[Image point grounding data]
···

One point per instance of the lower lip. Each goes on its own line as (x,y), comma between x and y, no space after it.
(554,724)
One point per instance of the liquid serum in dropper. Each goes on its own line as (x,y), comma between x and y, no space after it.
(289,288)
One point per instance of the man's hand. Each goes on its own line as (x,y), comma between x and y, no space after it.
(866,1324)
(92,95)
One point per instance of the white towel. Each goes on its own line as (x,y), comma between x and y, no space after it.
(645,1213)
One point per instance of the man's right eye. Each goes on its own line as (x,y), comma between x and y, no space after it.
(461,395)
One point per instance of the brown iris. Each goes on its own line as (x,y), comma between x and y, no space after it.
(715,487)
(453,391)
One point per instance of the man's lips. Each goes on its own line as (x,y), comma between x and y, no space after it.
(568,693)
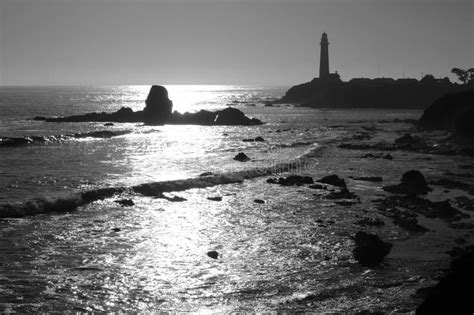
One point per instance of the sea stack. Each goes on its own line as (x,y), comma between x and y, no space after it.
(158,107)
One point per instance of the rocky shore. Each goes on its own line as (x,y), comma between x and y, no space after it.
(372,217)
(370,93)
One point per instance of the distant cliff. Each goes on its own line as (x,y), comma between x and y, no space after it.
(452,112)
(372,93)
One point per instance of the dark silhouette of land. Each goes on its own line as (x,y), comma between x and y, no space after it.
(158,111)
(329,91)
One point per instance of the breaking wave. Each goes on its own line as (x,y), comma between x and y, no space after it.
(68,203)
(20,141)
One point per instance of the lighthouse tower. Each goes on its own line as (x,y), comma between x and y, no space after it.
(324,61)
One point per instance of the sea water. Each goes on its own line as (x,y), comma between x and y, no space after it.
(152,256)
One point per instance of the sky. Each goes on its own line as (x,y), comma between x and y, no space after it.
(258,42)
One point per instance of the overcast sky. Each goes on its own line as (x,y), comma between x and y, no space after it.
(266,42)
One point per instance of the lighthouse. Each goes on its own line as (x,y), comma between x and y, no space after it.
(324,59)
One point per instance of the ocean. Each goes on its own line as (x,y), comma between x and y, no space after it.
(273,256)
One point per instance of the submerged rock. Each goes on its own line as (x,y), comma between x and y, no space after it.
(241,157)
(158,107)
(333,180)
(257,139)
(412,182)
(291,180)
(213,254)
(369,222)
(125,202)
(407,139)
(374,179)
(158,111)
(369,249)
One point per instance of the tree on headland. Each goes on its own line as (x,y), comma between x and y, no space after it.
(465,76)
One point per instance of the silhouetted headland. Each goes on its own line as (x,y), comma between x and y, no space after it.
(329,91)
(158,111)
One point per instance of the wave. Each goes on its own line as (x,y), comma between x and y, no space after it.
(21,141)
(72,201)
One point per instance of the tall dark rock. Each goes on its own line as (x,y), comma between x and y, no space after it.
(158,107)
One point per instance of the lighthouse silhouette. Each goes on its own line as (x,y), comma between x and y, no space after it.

···

**ABOUT THIS EXERCISE**
What's needed is a word-for-word copy of the lines from the one holding "One point per instance of the tree" through the final line of the data.

**RESPONSE TO THIS TASK**
One point per instance of the tree on headland. Each goes on its own line as (x,y), comma between x and y, no space after it.
(465,76)
One point per instance of the silhouetted headland. Each goes on its own line as (x,y), comma between x and y, no space after it.
(329,91)
(158,111)
One point per instance of the wave. Each goes on its own line as (x,y), comma between x and y, no space after it.
(21,141)
(72,201)
One point per instance of the tall dark rock. Each goes on its own line as (x,y), comma between x and y, no space after it.
(158,107)
One point per instance of the lighthouse silhouette. Each goes on its own line as (x,y), comma between x and y, no space after it.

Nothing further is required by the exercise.